◆ **INFORMATION SHOWN**:
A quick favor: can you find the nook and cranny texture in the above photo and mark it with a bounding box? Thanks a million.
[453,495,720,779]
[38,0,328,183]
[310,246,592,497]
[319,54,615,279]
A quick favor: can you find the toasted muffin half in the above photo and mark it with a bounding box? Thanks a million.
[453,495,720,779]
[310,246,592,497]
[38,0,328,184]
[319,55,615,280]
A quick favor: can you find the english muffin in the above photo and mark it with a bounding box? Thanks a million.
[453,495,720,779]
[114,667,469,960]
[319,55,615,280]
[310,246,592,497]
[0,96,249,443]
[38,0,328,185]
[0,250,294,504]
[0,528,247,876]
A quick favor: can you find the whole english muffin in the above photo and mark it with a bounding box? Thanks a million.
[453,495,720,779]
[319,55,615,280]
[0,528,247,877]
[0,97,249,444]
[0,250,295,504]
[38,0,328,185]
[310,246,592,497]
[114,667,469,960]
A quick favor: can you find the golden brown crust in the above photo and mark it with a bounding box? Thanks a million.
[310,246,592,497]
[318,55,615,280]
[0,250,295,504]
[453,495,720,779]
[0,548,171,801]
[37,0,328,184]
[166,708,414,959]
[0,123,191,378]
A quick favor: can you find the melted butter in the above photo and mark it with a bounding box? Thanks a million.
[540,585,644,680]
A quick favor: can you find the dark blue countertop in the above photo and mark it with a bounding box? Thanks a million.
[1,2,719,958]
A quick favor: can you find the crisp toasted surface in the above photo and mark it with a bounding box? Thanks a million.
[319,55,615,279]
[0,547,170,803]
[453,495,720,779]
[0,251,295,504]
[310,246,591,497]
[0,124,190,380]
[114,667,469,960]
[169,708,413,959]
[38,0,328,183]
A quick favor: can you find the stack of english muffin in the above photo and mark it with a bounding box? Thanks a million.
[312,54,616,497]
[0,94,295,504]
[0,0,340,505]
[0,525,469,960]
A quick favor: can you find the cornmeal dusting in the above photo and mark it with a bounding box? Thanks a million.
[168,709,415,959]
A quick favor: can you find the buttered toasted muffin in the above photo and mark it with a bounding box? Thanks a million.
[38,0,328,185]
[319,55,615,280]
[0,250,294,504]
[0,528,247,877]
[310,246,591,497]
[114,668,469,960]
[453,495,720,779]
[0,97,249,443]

◆ **INSTRUCTIONS TO FOLLOW**:
Each line from the one with "A quick favor: can you find the crisp" through the end of the entries above is to be returned word for word. Nothing else belongs in the answer.

◆ **RESPONSE BOX**:
A quick favor: can you find the crisp toasted surface in the above photo and mark it with a bounding box? Thanks a million.
[319,55,615,279]
[0,547,170,803]
[453,495,720,779]
[0,251,295,504]
[310,246,591,497]
[0,124,190,380]
[114,667,469,960]
[169,708,413,959]
[38,0,328,183]
A quick favor: can you find the stack of english muffin in the above photo and mark it with a bounding box? Thanks a million.
[312,54,616,497]
[0,94,295,504]
[0,0,340,505]
[0,525,469,960]
A quick favor: can you find the cornmeal dusting in the above photo and mark it with a bounding box? Thanks a million.
[168,709,415,959]
A quick favor: can you find the buttered toasted muffin in the above photo and mark it with a bounding box? Thanks a million.
[38,0,328,185]
[319,55,615,280]
[0,250,294,504]
[0,528,247,877]
[310,246,591,497]
[114,668,469,960]
[453,495,720,779]
[0,97,249,443]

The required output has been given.